# Instructions to follow:
Transcribe all of the material exactly.

______________________________

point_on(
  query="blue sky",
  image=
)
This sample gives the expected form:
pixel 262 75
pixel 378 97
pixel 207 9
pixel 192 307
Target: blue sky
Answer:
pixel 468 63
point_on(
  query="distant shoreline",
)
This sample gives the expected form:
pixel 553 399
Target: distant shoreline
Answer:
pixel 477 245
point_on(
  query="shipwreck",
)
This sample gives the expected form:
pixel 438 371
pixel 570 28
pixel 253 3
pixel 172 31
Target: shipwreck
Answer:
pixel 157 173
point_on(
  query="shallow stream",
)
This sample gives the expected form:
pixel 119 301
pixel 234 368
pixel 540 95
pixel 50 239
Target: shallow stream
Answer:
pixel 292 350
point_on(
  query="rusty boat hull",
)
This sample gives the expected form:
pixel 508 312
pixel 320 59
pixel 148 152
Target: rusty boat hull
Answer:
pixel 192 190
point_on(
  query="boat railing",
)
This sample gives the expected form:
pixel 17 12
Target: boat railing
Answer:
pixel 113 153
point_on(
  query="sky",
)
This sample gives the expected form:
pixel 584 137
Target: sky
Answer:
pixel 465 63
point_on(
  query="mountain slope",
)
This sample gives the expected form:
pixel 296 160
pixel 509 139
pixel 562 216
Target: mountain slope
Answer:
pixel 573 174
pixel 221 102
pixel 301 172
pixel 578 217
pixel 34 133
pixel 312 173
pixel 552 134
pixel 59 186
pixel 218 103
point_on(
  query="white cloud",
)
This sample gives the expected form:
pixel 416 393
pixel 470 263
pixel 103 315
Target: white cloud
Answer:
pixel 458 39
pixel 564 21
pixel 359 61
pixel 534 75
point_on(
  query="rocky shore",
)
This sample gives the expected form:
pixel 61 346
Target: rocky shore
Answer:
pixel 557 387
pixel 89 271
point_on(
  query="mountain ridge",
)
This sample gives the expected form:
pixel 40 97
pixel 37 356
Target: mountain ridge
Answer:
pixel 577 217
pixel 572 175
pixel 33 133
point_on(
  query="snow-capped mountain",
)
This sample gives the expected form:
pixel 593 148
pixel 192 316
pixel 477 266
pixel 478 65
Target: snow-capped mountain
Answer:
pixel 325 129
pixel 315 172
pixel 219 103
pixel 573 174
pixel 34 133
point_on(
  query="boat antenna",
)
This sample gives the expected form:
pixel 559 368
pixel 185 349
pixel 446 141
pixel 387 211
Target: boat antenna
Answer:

______________________________

# Solution:
point_on(
  query="blue sky",
  image=
)
This sample gives the expected form:
pixel 262 75
pixel 378 97
pixel 207 9
pixel 192 307
Target: blue sky
Answer:
pixel 468 63
point_on(
  query="distant shoreline",
)
This sample gives the expected form:
pixel 553 399
Target: distant shoreline
Answer:
pixel 477 245
point_on(
  query="shipwreck",
)
This sample gives the expected form:
pixel 438 371
pixel 570 28
pixel 253 3
pixel 172 31
Target: shipwreck
Answer:
pixel 157 173
point_on(
  query="shallow stream",
)
This sample gives the expected form:
pixel 119 301
pixel 234 368
pixel 540 95
pixel 50 239
Target: shallow stream
Answer:
pixel 292 350
point_on(
  query="rusty boat hull",
)
This sample gives the expected form:
pixel 508 312
pixel 320 59
pixel 148 152
Target: rusty boat hull
Answer:
pixel 192 190
point_on(
  query="boat railing",
)
This sample gives the expected form:
pixel 17 12
Target: boat railing
Answer:
pixel 113 153
point_on(
  query="sky",
)
This sample gives the expected form:
pixel 584 137
Target: sky
Answer:
pixel 465 63
point_on(
  query="mountain slope",
)
This sample gives the expected form:
pixel 296 160
pixel 509 139
pixel 562 216
Target: mountain slope
Answer:
pixel 573 174
pixel 221 102
pixel 301 172
pixel 578 217
pixel 34 133
pixel 312 173
pixel 552 134
pixel 59 186
pixel 218 103
point_on(
  query="white cloud",
)
This sample gives the expected form:
pixel 416 393
pixel 470 263
pixel 103 315
Target: white cloud
Answer:
pixel 458 39
pixel 564 21
pixel 359 61
pixel 534 75
point_on(
  query="rocky shore",
)
This sample gives the expected form:
pixel 61 346
Target: rocky shore
Answer:
pixel 557 387
pixel 89 271
point_on(
  query="mountain ridge",
)
This sample gives the expected form:
pixel 40 97
pixel 37 356
Target: mountain ridge
Answer:
pixel 577 217
pixel 572 175
pixel 33 133
point_on(
  query="snow-capped mountain",
)
This sample gives the expected form:
pixel 593 148
pixel 192 316
pixel 477 266
pixel 478 65
Target: snow-capped mountain
Answer:
pixel 325 129
pixel 315 172
pixel 219 103
pixel 573 174
pixel 34 133
point_on(
  query="boat antenna",
)
This sample gives the expected form:
pixel 559 368
pixel 185 349
pixel 446 141
pixel 387 211
Target: boat antenna
Answer:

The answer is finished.